(Given text):
=======

Queensland's debate over coal royalties has intensified after Katter's Australian Party (KAP) leader Robbie Katter vowed to campaign for changes to the state's current royalty system, creating fresh political pressure on the Crisafulli Government. The Traeger MP argues that while mining companies should continue paying royalties to Queenslanders, the current royalty rates are too high and risk discouraging future investment in one of the state's most important industries.
Coal mining remains a major contributor to Queensland's economy, particularly in regional areas such as Mackay, Isaac, Central Highlands and the Bowen Basin. The industry supports thousands of direct and indirect jobs while generating billions of dollars in export revenue each year. Royalties collected from mining companies also provide significant funding for public services, infrastructure, hospitals, schools and community projects across Queensland.
Robbie Katter said the royalty structure introduced by the previous Labor Government and retained by the current Liberal National Party Government represents an "extreme overreach." Although he supports the concept of coal royalties, he believes the current system reduces Queensland's competitiveness and discourages companies from committing to new mining developments. He has indicated he will bring proposals before Parliament to encourage broader debate on the issue, although he has not specified what royalty rate he would prefer.

=======

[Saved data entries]
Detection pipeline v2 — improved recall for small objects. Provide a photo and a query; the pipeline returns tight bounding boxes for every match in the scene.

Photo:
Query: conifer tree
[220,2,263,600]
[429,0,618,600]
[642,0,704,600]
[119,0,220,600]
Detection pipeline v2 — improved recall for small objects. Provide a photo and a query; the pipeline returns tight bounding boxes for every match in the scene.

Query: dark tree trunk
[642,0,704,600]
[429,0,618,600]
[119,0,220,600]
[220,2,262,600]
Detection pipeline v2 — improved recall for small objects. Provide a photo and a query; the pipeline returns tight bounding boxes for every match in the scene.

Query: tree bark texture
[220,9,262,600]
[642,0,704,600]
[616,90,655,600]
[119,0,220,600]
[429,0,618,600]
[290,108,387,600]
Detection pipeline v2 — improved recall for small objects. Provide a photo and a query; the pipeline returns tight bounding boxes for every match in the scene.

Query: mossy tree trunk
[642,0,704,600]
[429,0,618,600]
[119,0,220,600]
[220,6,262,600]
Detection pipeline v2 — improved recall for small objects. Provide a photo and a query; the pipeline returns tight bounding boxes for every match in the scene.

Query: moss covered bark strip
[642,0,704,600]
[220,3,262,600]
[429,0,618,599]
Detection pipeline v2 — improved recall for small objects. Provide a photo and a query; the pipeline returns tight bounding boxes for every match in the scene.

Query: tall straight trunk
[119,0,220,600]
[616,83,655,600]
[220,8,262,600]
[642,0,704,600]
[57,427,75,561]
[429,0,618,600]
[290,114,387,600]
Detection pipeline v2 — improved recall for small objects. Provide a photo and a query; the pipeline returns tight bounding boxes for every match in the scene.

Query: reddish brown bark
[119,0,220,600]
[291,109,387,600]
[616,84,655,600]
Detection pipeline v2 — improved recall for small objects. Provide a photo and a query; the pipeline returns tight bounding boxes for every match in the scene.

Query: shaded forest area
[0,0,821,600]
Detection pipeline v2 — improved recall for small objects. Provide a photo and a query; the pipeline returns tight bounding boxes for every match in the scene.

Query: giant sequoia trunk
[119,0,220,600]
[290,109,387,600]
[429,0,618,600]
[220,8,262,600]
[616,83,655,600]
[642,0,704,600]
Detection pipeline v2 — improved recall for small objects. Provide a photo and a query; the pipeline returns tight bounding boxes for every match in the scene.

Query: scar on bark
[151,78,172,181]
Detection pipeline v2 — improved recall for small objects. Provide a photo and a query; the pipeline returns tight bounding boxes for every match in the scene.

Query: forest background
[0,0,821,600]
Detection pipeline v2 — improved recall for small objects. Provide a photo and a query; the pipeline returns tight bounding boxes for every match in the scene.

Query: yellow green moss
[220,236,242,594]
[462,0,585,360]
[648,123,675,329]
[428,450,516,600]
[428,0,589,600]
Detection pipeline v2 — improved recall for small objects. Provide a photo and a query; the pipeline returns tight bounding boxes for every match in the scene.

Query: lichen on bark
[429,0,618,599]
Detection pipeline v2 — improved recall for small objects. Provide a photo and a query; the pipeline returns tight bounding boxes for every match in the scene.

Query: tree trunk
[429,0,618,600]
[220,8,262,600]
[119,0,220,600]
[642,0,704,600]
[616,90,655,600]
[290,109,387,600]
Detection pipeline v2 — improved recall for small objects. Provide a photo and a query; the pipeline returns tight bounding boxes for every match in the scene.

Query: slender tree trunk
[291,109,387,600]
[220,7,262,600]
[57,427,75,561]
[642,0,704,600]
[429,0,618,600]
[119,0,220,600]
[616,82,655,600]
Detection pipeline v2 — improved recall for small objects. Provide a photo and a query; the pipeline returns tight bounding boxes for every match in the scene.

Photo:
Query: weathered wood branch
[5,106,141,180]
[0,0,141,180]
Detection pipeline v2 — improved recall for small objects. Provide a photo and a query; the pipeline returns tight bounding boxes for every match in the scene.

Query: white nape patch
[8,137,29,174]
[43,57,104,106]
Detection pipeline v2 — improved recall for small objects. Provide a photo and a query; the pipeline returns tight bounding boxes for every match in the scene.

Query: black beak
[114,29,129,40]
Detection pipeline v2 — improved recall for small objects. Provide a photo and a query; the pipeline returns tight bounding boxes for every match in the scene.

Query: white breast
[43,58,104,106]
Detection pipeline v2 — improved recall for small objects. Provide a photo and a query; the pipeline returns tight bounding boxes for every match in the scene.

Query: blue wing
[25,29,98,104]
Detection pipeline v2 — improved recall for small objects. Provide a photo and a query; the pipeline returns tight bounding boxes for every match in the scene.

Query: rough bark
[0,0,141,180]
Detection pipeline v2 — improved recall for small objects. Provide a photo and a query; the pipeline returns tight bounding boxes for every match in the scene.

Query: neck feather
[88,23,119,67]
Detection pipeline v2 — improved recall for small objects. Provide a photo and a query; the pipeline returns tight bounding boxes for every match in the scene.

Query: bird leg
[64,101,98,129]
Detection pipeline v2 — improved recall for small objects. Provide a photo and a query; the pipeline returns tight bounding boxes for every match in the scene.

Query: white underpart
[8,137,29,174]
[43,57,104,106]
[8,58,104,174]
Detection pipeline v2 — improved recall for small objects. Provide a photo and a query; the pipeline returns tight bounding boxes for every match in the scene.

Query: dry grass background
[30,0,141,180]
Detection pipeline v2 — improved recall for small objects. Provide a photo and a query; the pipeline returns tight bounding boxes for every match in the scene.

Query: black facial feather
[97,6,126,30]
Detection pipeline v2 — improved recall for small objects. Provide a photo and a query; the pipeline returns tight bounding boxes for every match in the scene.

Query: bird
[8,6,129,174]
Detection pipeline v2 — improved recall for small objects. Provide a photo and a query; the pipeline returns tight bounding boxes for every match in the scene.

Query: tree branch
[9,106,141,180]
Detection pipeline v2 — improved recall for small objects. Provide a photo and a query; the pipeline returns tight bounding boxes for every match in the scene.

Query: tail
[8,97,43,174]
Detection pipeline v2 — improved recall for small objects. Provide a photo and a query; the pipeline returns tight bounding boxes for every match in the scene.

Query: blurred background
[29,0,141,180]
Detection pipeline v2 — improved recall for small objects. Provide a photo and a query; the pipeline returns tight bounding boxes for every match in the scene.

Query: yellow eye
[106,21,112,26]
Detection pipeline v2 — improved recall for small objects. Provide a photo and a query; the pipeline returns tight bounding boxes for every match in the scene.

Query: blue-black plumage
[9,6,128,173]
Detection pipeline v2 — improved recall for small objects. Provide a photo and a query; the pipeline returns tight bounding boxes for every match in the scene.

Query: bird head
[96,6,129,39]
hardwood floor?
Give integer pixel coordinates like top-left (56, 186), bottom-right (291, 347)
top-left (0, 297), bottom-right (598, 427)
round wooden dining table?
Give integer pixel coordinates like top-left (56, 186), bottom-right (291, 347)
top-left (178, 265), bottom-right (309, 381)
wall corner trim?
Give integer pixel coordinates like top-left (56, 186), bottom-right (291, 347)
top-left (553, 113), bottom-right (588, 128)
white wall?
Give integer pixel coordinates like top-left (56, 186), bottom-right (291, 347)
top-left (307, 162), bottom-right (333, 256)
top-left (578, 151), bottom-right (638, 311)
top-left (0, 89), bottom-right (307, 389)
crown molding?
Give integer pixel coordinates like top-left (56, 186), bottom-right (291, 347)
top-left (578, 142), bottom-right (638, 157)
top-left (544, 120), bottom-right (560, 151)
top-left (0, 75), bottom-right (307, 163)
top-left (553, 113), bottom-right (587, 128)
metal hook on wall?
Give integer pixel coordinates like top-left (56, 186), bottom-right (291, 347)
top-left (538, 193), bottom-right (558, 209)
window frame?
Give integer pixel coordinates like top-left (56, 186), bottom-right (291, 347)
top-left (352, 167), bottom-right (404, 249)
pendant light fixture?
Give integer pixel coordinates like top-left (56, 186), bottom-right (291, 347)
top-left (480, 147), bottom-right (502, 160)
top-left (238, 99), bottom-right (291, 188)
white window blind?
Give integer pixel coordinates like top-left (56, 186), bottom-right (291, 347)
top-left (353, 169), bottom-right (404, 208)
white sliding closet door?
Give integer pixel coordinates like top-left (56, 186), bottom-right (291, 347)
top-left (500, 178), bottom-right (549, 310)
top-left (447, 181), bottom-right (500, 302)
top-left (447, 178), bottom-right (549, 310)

=======

(Actions to take):
1/ Write out the passage on Queensland's coal royalty debate word for word, starting at "Robbie Katter said" and ending at "he would prefer.".
2/ Carry the piece on Queensland's coal royalty debate further, picking up after its last sentence.

(Responses for each task):
1/
Robbie Katter said the royalty structure introduced by the previous Labor Government and retained by the current Liberal National Party Government represents an "extreme overreach." Although he supports the concept of coal royalties, he believes the current system reduces Queensland's competitiveness and discourages companies from committing to new mining developments. He has indicated he will bring proposals before Parliament to encourage broader debate on the issue, although he has not specified what royalty rate he would prefer.

2/
Katter pointed to recent developments within the mining sector, including the sale of Anglo American's Queensland steelmaking coal assets, as evidence that investor confidence is being challenged. He argued that Queensland must remain attractive for long-term mining investment if regional economies are to continue growing and creating employment opportunities.
Industry representatives have echoed some of these concerns. Resource Industry Network General Manager Dean Kirkwood said uncertainty surrounding investment is beginning to affect regional communities. According to industry leaders, reduced investment does not only impact mining companies but also contractors, transport operators, engineering firms, hospitality businesses, sporting clubs, charities and local economies that depend heavily on the resources sector.
Despite the criticism, the Queensland Government has reaffirmed its commitment to maintaining the existing royalty framework. Housing Minister Sam O'Connor said the government remains focused on balancing support for the mining industry with ensuring Queenslanders receive a fair return from the state's natural resources. Natural Resources and Mines Minister Dale Last also stated that Queensland remains "open for business" and confirmed there are currently no plans to change the state's coal royalty system.
Regional leaders continue to emphasise the importance of mining to local economies. Mackay Mayor Greg Williamson has previously noted that approximately half of the Mackay region's economic output is linked to the resources sector. Industry groups have also warned that uncertainty surrounding royalties could contribute to lower business investment and reduced economic activity in mining communities.
The issue is expected to remain a key political and economic debate throughout 2026, with supporters arguing that lower royalties could encourage investment and job creation, while others maintain that current royalty revenues are essential for funding public services across Queensland. As Parliament prepares to consider future policy proposals, coal royalties are likely to remain one of the state's most closely watched economic issues.